>> BEGIN
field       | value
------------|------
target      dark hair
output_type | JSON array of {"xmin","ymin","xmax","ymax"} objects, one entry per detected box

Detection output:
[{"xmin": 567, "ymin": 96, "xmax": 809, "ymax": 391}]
>> END
Change "dark hair" to "black hair" in the listing above, then give the listing again with nothing else altered.

field       | value
------------|------
target      black hair
output_type | JSON array of {"xmin","ymin","xmax","ymax"} objects, one entry per detected box

Detection output:
[{"xmin": 567, "ymin": 96, "xmax": 809, "ymax": 391}]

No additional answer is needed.